• [Problem to solve]: Each record must be output exactly and in full.

(Data items)
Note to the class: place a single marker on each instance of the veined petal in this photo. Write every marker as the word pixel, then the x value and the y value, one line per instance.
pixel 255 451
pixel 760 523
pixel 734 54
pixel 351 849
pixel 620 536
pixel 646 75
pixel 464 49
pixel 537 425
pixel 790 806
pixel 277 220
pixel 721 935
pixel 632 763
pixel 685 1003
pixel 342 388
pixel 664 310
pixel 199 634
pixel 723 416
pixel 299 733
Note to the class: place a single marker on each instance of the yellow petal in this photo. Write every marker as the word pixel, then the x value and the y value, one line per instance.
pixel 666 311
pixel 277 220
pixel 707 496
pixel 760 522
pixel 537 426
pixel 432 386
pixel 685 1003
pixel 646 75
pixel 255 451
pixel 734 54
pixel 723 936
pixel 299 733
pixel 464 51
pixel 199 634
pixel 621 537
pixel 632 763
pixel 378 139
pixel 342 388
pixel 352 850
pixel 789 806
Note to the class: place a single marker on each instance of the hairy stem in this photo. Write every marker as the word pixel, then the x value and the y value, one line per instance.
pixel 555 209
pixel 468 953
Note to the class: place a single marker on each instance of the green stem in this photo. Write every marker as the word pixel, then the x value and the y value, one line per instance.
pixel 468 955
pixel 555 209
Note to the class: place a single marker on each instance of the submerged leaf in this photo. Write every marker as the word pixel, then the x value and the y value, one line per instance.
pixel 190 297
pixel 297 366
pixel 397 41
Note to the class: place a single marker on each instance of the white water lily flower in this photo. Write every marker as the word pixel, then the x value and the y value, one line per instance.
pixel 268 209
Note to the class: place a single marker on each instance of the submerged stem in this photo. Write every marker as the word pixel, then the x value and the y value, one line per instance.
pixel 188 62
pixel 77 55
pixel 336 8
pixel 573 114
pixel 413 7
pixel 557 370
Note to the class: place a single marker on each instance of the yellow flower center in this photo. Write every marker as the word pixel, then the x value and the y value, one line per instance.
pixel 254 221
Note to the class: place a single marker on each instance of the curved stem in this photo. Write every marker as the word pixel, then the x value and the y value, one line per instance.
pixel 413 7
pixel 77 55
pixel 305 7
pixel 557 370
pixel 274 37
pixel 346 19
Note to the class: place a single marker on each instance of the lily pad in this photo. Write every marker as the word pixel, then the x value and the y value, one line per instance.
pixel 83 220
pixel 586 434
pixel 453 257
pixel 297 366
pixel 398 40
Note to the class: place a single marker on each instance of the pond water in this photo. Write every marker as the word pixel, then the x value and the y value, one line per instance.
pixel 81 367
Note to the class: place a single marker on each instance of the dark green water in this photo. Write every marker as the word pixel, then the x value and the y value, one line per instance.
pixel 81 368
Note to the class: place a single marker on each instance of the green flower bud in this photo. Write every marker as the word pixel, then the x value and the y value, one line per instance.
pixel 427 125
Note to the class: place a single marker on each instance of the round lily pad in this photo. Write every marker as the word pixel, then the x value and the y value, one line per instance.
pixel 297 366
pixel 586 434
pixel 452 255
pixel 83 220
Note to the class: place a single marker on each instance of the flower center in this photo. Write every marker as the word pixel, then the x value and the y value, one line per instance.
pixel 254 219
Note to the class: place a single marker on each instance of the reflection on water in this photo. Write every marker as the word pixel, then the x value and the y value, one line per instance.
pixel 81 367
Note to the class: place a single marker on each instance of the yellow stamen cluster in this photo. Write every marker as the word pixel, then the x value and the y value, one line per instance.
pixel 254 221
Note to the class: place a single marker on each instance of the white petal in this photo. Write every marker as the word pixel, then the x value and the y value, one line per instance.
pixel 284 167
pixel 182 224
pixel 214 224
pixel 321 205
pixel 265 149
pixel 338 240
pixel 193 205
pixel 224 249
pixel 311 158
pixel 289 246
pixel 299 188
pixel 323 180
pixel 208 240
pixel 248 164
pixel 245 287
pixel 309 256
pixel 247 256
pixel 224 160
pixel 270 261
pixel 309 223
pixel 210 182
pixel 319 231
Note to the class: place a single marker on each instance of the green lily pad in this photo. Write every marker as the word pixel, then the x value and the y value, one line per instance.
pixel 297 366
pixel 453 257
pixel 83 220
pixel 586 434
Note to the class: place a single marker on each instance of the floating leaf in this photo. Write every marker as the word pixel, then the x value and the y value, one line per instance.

• [Exercise response]:
Note to the class: place a single marker on each instance of the veined petal in this photo. Write every marker as the word pixel, then the x value and the y value, one line per instance.
pixel 255 451
pixel 760 523
pixel 734 54
pixel 351 849
pixel 620 536
pixel 646 75
pixel 464 49
pixel 537 425
pixel 790 806
pixel 277 220
pixel 721 935
pixel 632 763
pixel 685 1003
pixel 342 388
pixel 664 310
pixel 199 634
pixel 723 416
pixel 299 733
Note to the class: place a single marker on each instance of the yellow petal in this photo. Write every marker as the word pixel, then the x value and the y value, one line per instance.
pixel 666 311
pixel 277 220
pixel 707 496
pixel 760 522
pixel 537 426
pixel 432 386
pixel 685 1003
pixel 646 75
pixel 255 451
pixel 734 54
pixel 723 936
pixel 299 733
pixel 464 51
pixel 199 634
pixel 621 537
pixel 632 763
pixel 378 139
pixel 342 388
pixel 352 850
pixel 789 806
Note to the class: place a single marker on each instance of the hairy stem in this photo. Write every marker as the word pixel, then the x value and the y value, one line per instance.
pixel 555 209
pixel 468 953
Note to the class: place a single marker on each instance of the green stem in this photo. Write every marker as the word pixel, then the x value and the y value, one line per instance.
pixel 468 955
pixel 555 209
Note to the class: place a single marker on each instance of the submerged leaf in this photo. Write every marker as the word pixel, then the x value and the y value, one line per instance.
pixel 190 297
pixel 297 366
pixel 397 41
Note to the class: place a single marker on each instance of the white water lily flower in this photo. Write every marker as the word pixel, then the x value and the y value, one line per instance.
pixel 268 209
Note to the class: place a single marker on each instance of the submerged stem in this photo. Write every marker as the word pixel, then the x value and the y value, one line per instance.
pixel 188 62
pixel 77 55
pixel 336 8
pixel 573 114
pixel 413 7
pixel 557 370
Note to the class: place a single marker on each instance of the yellow flower center in this photo. Write every marker as the word pixel, then the x value and the y value, one line per instance.
pixel 254 221
Note to the class: place a single marker on each instance of the curved stem in this photo. Write every marker as the word pixel, then the x value and the y value, one line per instance.
pixel 413 7
pixel 77 55
pixel 305 7
pixel 557 370
pixel 274 37
pixel 346 19
Note to the class: place a single marker on each instance of the lily pad in this photo. Write every marker as the word pixel, then the x value and the y value, one line per instance.
pixel 83 220
pixel 586 434
pixel 453 257
pixel 297 366
pixel 398 40
Note to the class: place a single marker on each instance of the pond water in this photo. Write every marker as the word pixel, then the x value and the y value, one line per instance.
pixel 81 367
Note to the class: place a single marker on each instance of the dark green water in this photo. Write every marker as the word pixel, then the x value and the y value, one line per instance.
pixel 81 368
Note to the class: place a single marker on each instance of the green flower bud in this photo. Write every marker as the word pixel, then the x value and the y value, one line per instance.
pixel 427 125
Note to the class: place a single marker on each instance of the round lily pad in this photo. Write every marker as the word pixel, then the x value and the y value, one line per instance.
pixel 297 366
pixel 586 434
pixel 452 255
pixel 83 220
Note to the class: place a single marker on each instance of the flower center in this photo. Write every marker as the word pixel, then the x value and the y value, one line per instance.
pixel 254 219
Note to the class: place a single marker on each instance of the reflection on water in this photo. Write every marker as the word pixel, then the x value and the y value, one line per instance.
pixel 81 367
Note to the class: place a single marker on each instance of the yellow stamen cluster in this photo. Write every marker as the word pixel, then the x value and the y value, one line per instance.
pixel 254 221
Note to the class: place a single marker on each instance of the white petal in this photo. Write every marker as the word pixel, then the x value and the y value, one line per instance.
pixel 284 167
pixel 182 224
pixel 214 224
pixel 321 205
pixel 265 149
pixel 338 240
pixel 193 205
pixel 224 249
pixel 311 158
pixel 289 246
pixel 299 188
pixel 323 180
pixel 208 240
pixel 248 164
pixel 245 287
pixel 309 256
pixel 247 256
pixel 224 160
pixel 270 261
pixel 309 223
pixel 210 182
pixel 319 231
Note to the class: place a single marker on each instance of the green lily pad in this photo. Write every marker as the word pixel, then the x value and the y value, one line per instance.
pixel 297 366
pixel 453 257
pixel 83 220
pixel 586 434
Note to the class: place a single marker on each instance of the floating leaf in this photo. Write every marker as the word pixel, then the x value and the y value, one line per instance.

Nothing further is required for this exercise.